In some cases, the arrival of Ukrainian pupils has transformed the face of small schools.

At Church Street National School in Rathkeale, Co Limerick, eight Ukrainian children have boosted pupil numbers in the two-teacher school by 25 per cent.

“Our numbers here are small, so there has been huge excitement to have so many new children starting here,” says school principal Niall West. “The new children are just very happy to be here; they’ve settled in very well.”

The school gets 10 hours of additional teaching time a week. The learning, he says, is a two-way process: Ukrainian pupils are learning English, while Irish pupils are picking up Ukrainian.

For Ukrainian family members, the school has become the centre of their new community. Dozens recently attended a recent event where the school – founded in 1873 – relaunched with a new name (it was formerly known as Rathkeale No 2 National School).

“What was lovely was that the parents told us that their children were so happy here and fond of the teachers,” he says.

As students settle in, teachers are beginning to notice some of the differences between school in Ukraine and Ireland.

> [TASKS TO PERFORM]:
a - Please rewrite the part of the passage on Ukrainian pupils at a small Irish school that opens with the words containing "For Ukrainian family" and closes with "2 National School).", substituting "neighborhood" for "community".
b - Summarize the passage on Ukrainian pupils at a small Irish school in two sentences.
The material that comes next is separate from the passage.

> [EXTRACTED INFORMATION]:

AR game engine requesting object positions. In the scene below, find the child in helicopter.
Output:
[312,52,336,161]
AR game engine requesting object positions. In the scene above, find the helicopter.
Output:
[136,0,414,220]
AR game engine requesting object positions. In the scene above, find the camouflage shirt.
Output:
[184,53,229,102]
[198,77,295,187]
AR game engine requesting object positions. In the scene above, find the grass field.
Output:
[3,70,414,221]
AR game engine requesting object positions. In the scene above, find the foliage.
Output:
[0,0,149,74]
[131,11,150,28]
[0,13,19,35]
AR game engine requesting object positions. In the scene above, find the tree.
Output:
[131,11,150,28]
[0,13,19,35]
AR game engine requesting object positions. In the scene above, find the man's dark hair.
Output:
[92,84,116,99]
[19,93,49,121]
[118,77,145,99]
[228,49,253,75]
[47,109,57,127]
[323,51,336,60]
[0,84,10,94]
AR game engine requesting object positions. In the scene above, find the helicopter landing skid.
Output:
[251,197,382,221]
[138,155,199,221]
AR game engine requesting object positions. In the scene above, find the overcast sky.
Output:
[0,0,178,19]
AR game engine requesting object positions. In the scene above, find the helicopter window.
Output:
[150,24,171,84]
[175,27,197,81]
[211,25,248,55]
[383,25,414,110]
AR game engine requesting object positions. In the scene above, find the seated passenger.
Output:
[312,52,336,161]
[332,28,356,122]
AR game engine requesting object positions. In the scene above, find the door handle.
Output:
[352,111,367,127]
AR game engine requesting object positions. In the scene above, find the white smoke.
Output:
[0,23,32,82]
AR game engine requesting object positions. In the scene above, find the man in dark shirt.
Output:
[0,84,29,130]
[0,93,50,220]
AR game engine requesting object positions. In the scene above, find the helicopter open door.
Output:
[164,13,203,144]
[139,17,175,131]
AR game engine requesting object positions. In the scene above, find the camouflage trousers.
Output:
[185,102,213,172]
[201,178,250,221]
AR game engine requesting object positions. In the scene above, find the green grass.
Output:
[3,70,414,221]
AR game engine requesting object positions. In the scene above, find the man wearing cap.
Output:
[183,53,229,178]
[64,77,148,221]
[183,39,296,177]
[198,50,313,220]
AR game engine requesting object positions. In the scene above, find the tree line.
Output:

> [WRITTEN RESPONSES]:
a -
For Ukrainian family members, the school has become the centre of their new neighborhood. Dozens recently attended a recent event where the school – founded in 1873 – relaunched with a new name (it was formerly known as Rathkeale No 2 National School).

b - Ukrainian pupils have transformed some small schools, such as Church Street National School in Rathkeale, Co Limerick, where eight Ukrainian children raised numbers at the two-teacher school by 25 percent. Principal Niall West says the children have settled in well and that learning goes both ways, while the school gets 10 extra teaching hours a week and has become the center of the Ukrainian families' new community.